§ 指示: 以下の保存データの全行を、各行を1つの文字列とするJSON配列に整形してください。空行は除外し、画像は出力に含めないでください。

(保存データ)
—————
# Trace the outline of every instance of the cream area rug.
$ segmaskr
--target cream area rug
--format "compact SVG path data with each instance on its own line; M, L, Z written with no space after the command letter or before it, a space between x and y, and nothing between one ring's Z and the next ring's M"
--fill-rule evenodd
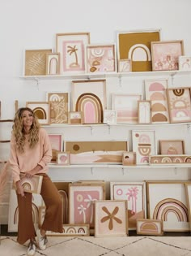
M191 256L190 236L49 236L36 256ZM27 245L15 236L1 236L0 255L25 256Z

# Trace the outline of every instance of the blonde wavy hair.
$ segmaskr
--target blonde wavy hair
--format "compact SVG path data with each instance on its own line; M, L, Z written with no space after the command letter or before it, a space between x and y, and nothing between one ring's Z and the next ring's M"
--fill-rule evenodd
M21 153L24 152L23 148L24 148L24 144L26 141L26 136L24 134L24 130L23 130L23 116L22 116L23 111L25 111L31 112L33 116L33 122L30 129L29 137L28 137L30 148L33 148L38 142L39 129L40 127L37 116L35 115L32 110L30 109L29 107L21 107L16 111L15 115L15 118L14 118L13 127L12 127L13 128L12 134L15 136L15 138L16 147L19 150L19 151Z

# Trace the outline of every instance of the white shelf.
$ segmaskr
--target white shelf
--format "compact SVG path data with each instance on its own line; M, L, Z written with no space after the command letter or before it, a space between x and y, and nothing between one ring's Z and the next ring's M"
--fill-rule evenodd
M70 165L61 165L61 164L49 164L49 168L120 168L120 169L151 169L151 168L190 168L191 163L176 163L176 164L153 164L153 165L132 165L126 166L122 164L70 164Z
M191 71L159 71L159 72L108 72L108 73L70 73L64 75L45 75L45 76L21 76L21 79L26 80L66 80L66 79L100 79L108 77L134 77L134 76L175 76L191 74Z

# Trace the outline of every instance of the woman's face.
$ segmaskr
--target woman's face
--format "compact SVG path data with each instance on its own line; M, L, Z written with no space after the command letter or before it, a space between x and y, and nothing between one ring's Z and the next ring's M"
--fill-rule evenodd
M31 127L33 123L33 115L28 111L24 111L22 113L22 119L23 127Z

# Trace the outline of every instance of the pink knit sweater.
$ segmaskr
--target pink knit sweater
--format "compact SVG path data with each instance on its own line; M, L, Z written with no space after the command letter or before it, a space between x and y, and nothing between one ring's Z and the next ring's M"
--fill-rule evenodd
M28 140L26 140L23 153L18 151L15 137L12 136L9 163L15 183L20 180L20 172L30 171L36 165L42 167L39 172L46 173L48 171L47 164L52 159L52 147L48 133L44 128L40 128L38 143L34 148L30 149Z

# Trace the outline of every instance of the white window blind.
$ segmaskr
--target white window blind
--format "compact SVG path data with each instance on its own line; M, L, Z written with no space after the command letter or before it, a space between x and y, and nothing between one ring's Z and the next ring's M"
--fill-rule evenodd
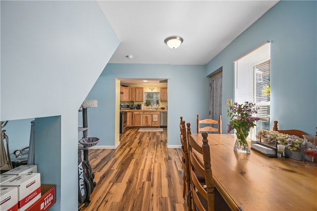
M260 108L256 130L269 129L270 43L265 42L234 61L234 101ZM262 122L261 122L262 121ZM255 131L252 139L255 136Z

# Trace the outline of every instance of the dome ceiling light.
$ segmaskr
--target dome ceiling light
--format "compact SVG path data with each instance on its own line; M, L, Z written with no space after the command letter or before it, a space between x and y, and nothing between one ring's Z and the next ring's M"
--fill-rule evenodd
M177 49L183 43L183 38L177 36L168 37L164 40L164 42L172 49Z

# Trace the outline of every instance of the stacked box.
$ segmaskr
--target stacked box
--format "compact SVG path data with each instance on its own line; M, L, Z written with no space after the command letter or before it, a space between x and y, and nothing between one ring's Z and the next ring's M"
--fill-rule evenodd
M0 187L0 211L17 211L17 188L15 187Z
M39 173L21 174L4 182L1 187L18 189L18 208L24 211L41 198L41 176Z
M1 174L17 175L21 174L27 174L28 173L37 173L37 172L38 167L36 165L22 165Z
M47 211L56 201L55 185L42 184L41 186L41 199L36 201L26 211Z
M1 174L0 175L0 186L2 185L2 183L6 182L8 180L10 180L12 178L16 177L16 175L10 175L10 174Z

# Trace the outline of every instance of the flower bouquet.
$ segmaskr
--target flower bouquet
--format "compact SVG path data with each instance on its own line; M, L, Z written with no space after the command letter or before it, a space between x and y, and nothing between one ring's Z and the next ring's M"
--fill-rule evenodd
M264 143L276 145L281 144L290 151L296 151L300 148L304 139L294 135L285 134L277 131L260 130L256 136L257 139L263 140Z
M253 115L258 112L258 107L255 104L246 102L243 104L235 103L230 105L228 109L228 116L230 121L228 124L228 133L235 129L237 141L234 150L239 153L250 153L250 149L247 142L250 130L256 126L255 122L260 118Z

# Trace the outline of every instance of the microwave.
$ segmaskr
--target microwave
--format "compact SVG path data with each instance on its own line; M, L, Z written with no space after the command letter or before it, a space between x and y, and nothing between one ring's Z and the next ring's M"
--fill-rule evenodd
M130 104L120 104L120 109L130 109Z

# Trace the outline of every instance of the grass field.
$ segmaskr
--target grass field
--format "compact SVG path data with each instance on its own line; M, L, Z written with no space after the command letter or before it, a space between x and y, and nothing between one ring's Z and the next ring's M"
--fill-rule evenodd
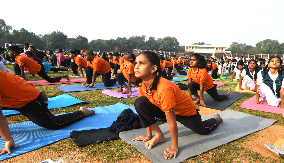
M6 66L7 68L14 71L12 65ZM48 74L52 77L62 75L66 72L59 73L51 72ZM71 72L72 73L72 72ZM180 77L187 78L186 77ZM36 75L35 78L32 77L32 75L29 74L26 76L29 81L42 80L43 80L38 75ZM230 80L228 78L217 81L226 82ZM65 80L65 79L62 80ZM101 76L97 78L97 81L96 83L102 83ZM187 84L187 81L176 82ZM74 84L82 84L83 82L66 84L67 85ZM225 85L217 88L217 89L234 92L237 84L228 83ZM101 93L102 90L89 91L87 92L71 92L65 93L55 87L58 85L48 85L36 86L35 87L39 90L44 90L49 98L53 97L64 94L67 93L76 98L89 103L83 105L89 108L93 108L97 106L104 106L114 105L118 102L120 102L132 106L134 105L134 100L137 97L127 99L118 99L109 96ZM137 88L136 87L134 88ZM112 90L116 89L110 89ZM188 93L188 91L185 91ZM204 93L206 92L204 91ZM245 101L250 98L255 94L248 93L244 97L236 101L228 107L228 109L247 113L264 118L270 119L277 121L273 125L284 126L284 119L281 115L277 114L262 112L241 108L240 105ZM64 108L51 109L51 112L54 114L62 113L66 113L77 110L80 106L75 105ZM8 124L11 124L28 121L28 120L22 114L8 116L5 118ZM115 120L114 119L114 120ZM166 123L159 121L159 124ZM206 152L198 156L189 159L185 161L185 163L191 162L242 162L239 158L248 160L247 162L281 162L269 157L264 157L258 153L246 149L239 145L240 142L251 140L257 135L257 132L253 133L236 141L222 145L216 149ZM103 162L116 162L118 161L123 161L126 159L137 158L139 156L143 155L132 145L124 142L121 139L111 140L101 143L97 143L87 145L83 147L78 147L70 138L60 141L61 143L56 145L53 145L44 148L51 149L55 151L65 151L69 152L72 149L76 149L77 151L85 153L86 155L93 156L97 158L98 161ZM274 144L274 143L273 143Z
—————
§ 出力結果:
[
  "# Trace the outline of every instance of the cream area rug.",
  "$ segmaskr",
  "--target cream area rug",
  "--format \"compact SVG path data with each instance on its own line; M, L, Z written with no space after the command letter or before it, a space between x and y, and nothing between one ring's Z and the next ring's M\"",
  "--fill-rule evenodd",
  "M191 256L190 236L49 236L36 256ZM27 245L15 236L1 236L0 255L25 256Z",
  "# Trace the outline of every instance of the blonde wavy hair.",
  "$ segmaskr",
  "--target blonde wavy hair",
  "--format \"compact SVG path data with each instance on its own line; M, L, Z written with no space after the command letter or before it, a space between x and y, and nothing between one ring's Z and the next ring's M\"",
  "--fill-rule evenodd",
  "M21 153L24 152L23 148L24 148L24 144L26 141L26 136L24 134L24 130L23 130L23 116L22 116L23 111L25 111L31 112L33 116L33 122L30 129L29 137L28 137L30 148L33 148L38 142L39 129L40 127L37 116L35 115L32 110L30 109L29 107L21 107L16 111L15 115L15 118L14 118L13 127L12 127L13 128L12 134L15 136L15 138L16 147L19 150L19 151Z",
  "# Trace the outline of every instance of the white shelf.",
  "$ segmaskr",
  "--target white shelf",
  "--format \"compact SVG path data with each instance on its own line; M, L, Z written with no space after the command letter or before it, a space between x and y, and nothing between one ring's Z and the next ring's M\"",
  "--fill-rule evenodd",
  "M70 165L61 165L61 164L49 164L49 168L120 168L120 169L151 169L151 168L190 168L191 163L176 163L176 164L153 164L153 165L132 165L126 166L122 164L70 164Z",
  "M191 71L159 71L159 72L108 72L108 73L70 73L64 75L45 75L45 76L21 76L21 79L26 80L66 80L66 79L100 79L108 77L134 77L134 76L175 76L191 74Z",
  "# Trace the outline of every instance of the woman's face.",
  "$ segmaskr",
  "--target woman's face",
  "--format \"compact SVG path data with each instance on its own line; M, L, Z written with no space after the command letter or before it, a space between x and y, and nothing between one ring's Z and the next ring's M\"",
  "--fill-rule evenodd",
  "M31 127L33 123L33 115L28 111L24 111L22 113L22 119L23 127Z",
  "# Trace the outline of every instance of the pink knit sweater.",
  "$ segmaskr",
  "--target pink knit sweater",
  "--format \"compact SVG path data with each instance on its own line; M, L, Z written with no space after the command letter or before it, a space between x and y, and nothing between one ring's Z and the next ring's M\"",
  "--fill-rule evenodd",
  "M28 140L26 140L23 153L18 151L15 137L12 136L9 163L15 183L20 180L20 172L30 171L36 165L42 167L39 172L46 173L48 171L47 164L52 159L52 147L48 133L44 128L40 128L38 143L34 148L30 149Z",
  "# Trace the outline of every instance of the white window blind.",
  "$ segmaskr",
  "--target white window blind",
  "--format \"compact SVG path data with each instance on its own line; M, L, Z written with no space after the command letter or before it, a space between x and y, and nothing between one ring's Z and the next ring's M\"",
  "--fill-rule evenodd",
  "M260 108L256 130L269 129L270 43L265 42L234 61L234 101ZM262 122L261 122L262 121ZM255 131L252 139L255 136Z",
  "# Trace the outline of every instance of the dome ceiling light.",
  "$ segmaskr",
  "--target dome ceiling light",
  "--format \"compact SVG path data with each instance on its own line; M, L, Z written with no space after the command letter or before it, a space between x and y, and nothing between one ring's Z and the next ring's M\"",
  "--fill-rule evenodd",
  "M177 49L183 43L183 38L177 36L168 37L164 40L164 42L172 49Z",
  "# Trace the outline of every instance of the stacked box.",
  "$ segmaskr",
  "--target stacked box",
  "--format \"compact SVG path data with each instance on its own line; M, L, Z written with no space after the command letter or before it, a space between x and y, and nothing between one ring's Z and the next ring's M\"",
  "--fill-rule evenodd",
  "M0 187L0 211L17 211L17 188L15 187Z",
  "M39 173L21 174L4 182L1 187L18 189L18 208L24 211L41 198L41 176Z",
  "M1 174L17 175L21 174L27 174L28 173L37 173L37 172L38 167L36 165L22 165Z",
  "M47 211L56 201L55 185L42 184L41 186L41 199L36 201L26 211Z",
  "M1 174L0 175L0 186L2 185L2 183L6 182L8 180L10 180L12 178L16 177L16 175L10 175L10 174Z",
  "# Trace the outline of every instance of the flower bouquet.",
  "$ segmaskr",
  "--target flower bouquet",
  "--format \"compact SVG path data with each instance on its own line; M, L, Z written with no space after the command letter or before it, a space between x and y, and nothing between one ring's Z and the next ring's M\"",
  "--fill-rule evenodd",
  "M264 143L276 145L281 144L290 151L296 151L300 148L304 139L294 135L285 134L277 131L260 130L256 136L257 139L263 140Z",
  "M253 115L258 112L258 107L255 104L246 102L243 104L235 103L230 105L228 109L228 116L230 121L228 124L228 133L235 129L237 141L234 150L239 153L250 153L250 149L247 142L250 130L256 126L255 122L260 118Z",
  "# Trace the outline of every instance of the microwave.",
  "$ segmaskr",
  "--target microwave",
  "--format \"compact SVG path data with each instance on its own line; M, L, Z written with no space after the command letter or before it, a space between x and y, and nothing between one ring's Z and the next ring's M\"",
  "--fill-rule evenodd",
  "M130 104L120 104L120 109L130 109Z",
  "# Trace the outline of every instance of the grass field.",
  "$ segmaskr",
  "--target grass field",
  "--format \"compact SVG path data with each instance on its own line; M, L, Z written with no space after the command letter or before it, a space between x and y, and nothing between one ring's Z and the next ring's M\"",
  "--fill-rule evenodd",
  "M6 66L7 68L14 71L12 65ZM48 74L52 77L62 75L66 72L59 73L51 72ZM71 72L72 73L72 72ZM180 77L187 78L186 77ZM36 75L35 78L32 77L32 75L29 74L26 76L29 81L42 80L43 80L38 75ZM230 80L228 78L217 81L226 82ZM65 80L65 79L62 80ZM101 76L97 78L97 81L96 83L102 83ZM187 84L187 81L176 82ZM74 84L82 84L83 82L66 84L67 85ZM225 85L217 88L217 89L234 92L237 84L228 83ZM101 93L102 90L89 91L87 92L71 92L65 93L55 87L58 85L48 85L36 86L35 87L39 90L44 90L49 98L53 97L64 94L67 93L76 98L89 103L83 105L89 108L93 108L97 106L104 106L114 105L118 102L120 102L132 106L134 105L134 100L137 97L127 99L118 99L109 96ZM137 88L136 87L134 88ZM112 90L116 89L110 89ZM188 93L188 91L185 91ZM204 93L206 92L204 91ZM245 101L250 98L255 94L248 93L244 97L236 101L228 107L228 109L247 113L264 118L270 119L277 121L273 125L284 126L284 119L281 115L277 114L262 112L241 108L240 105ZM64 108L51 109L51 112L54 114L62 113L66 113L77 110L80 106L75 105ZM8 124L11 124L28 121L28 120L22 114L8 116L5 118ZM115 120L114 119L114 120ZM166 123L159 121L159 124ZM206 152L198 156L189 159L185 161L185 163L191 162L242 162L239 158L248 160L247 162L281 162L269 157L264 157L258 153L246 149L239 145L240 142L251 140L257 135L257 132L253 133L236 141L222 145L216 149ZM103 162L116 162L118 161L123 161L126 159L137 158L139 156L143 155L132 145L124 142L121 139L111 140L101 143L97 143L87 145L83 147L78 147L70 138L60 141L61 143L56 145L53 145L44 148L51 149L55 151L65 151L69 152L72 149L76 149L77 151L85 153L86 155L93 156L97 158L98 161ZM274 144L274 143L273 143Z"
]